* [What the task asks]: Produce a faithful copy of the data, one that leaves out the pictures.
*** Provided data ***
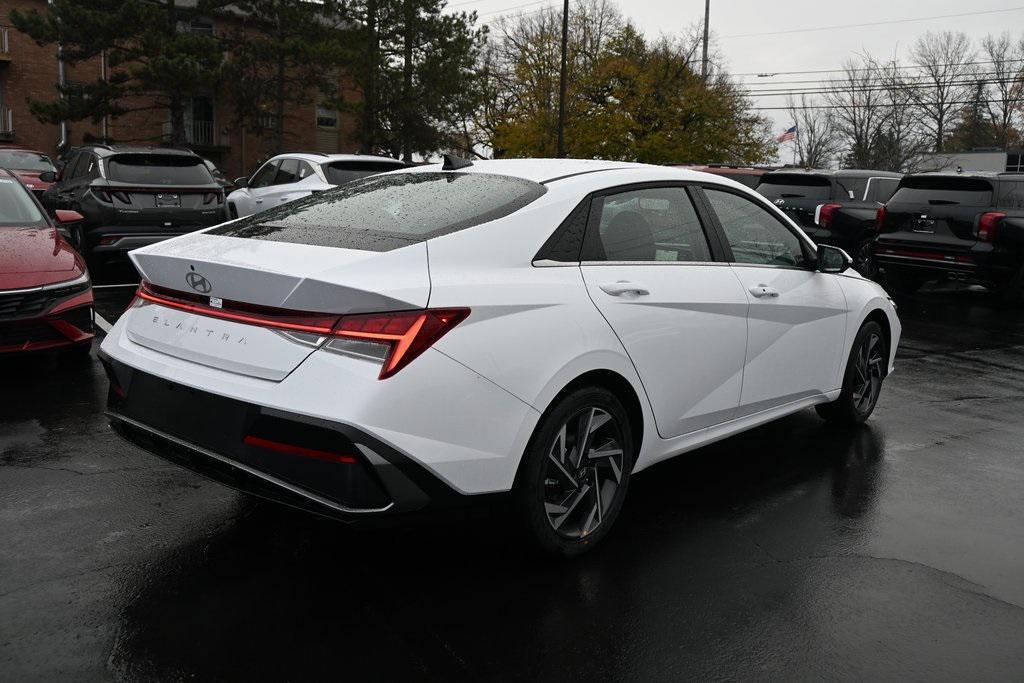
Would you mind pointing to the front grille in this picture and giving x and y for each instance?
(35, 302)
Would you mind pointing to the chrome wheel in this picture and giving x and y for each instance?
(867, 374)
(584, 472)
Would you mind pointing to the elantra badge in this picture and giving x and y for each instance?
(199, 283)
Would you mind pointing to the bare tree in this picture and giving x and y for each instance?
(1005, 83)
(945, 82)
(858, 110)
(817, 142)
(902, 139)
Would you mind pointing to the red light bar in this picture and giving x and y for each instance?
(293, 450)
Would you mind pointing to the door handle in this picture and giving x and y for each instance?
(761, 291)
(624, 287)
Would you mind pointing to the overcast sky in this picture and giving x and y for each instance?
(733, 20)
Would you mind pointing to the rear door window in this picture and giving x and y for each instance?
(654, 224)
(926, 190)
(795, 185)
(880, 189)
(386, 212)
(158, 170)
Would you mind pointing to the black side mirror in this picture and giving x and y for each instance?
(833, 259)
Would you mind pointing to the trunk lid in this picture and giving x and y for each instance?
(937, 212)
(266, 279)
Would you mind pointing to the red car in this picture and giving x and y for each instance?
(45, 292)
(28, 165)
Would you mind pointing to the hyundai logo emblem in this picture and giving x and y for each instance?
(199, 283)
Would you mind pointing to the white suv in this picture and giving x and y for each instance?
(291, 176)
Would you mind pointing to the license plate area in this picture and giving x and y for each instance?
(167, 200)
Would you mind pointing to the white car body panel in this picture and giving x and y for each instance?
*** End of Provided data ***
* [Solved problem]:
Would you mind pointing to the front grille in this picture and giving x and y for each instance?
(35, 302)
Would you mind pointing to the chrome wheel in this picture and giving x and y for each instance?
(867, 374)
(584, 472)
Would you mind pointing to the elantra badge in this picture and giving x and y for each instance?
(199, 283)
Would you mind pointing to the bare tree in this picture and giving x and y for each instance?
(1005, 83)
(945, 82)
(858, 110)
(817, 142)
(902, 139)
Would you mind pointing to the red light bar in this picture and giving x and y for each instance?
(293, 450)
Would you mind pointing to the door handle in this picture and giving x and y for each instance?
(761, 291)
(624, 287)
Would you mind pointing to the overcast sky in this picture and giving x and y for each instance?
(733, 20)
Would you mind pointing to the rear door window in this picture and giving x and y for each instance?
(654, 224)
(926, 190)
(795, 185)
(880, 189)
(386, 212)
(158, 170)
Would you mind pointing to the black side mirror in this picture and giving x and y for each instance?
(833, 259)
Would you mind pointing to the trunk lid in this picture and giving x and y for each instance?
(937, 212)
(266, 279)
Would you mind pointing to the red car in this picture and giving x and y for each instance?
(45, 292)
(28, 165)
Would you mind pointing to the hyundai logo emblem in this picture and giving x and y for each instance?
(199, 283)
Would you mind pointing to the white suv in this picture and giving x and y for each instance?
(291, 176)
Would you mind pointing to the license plate area in this picture and giving x and y for each instance?
(167, 200)
Would you mind pointing to the white car body panel in this picture and giving x and y for each instance?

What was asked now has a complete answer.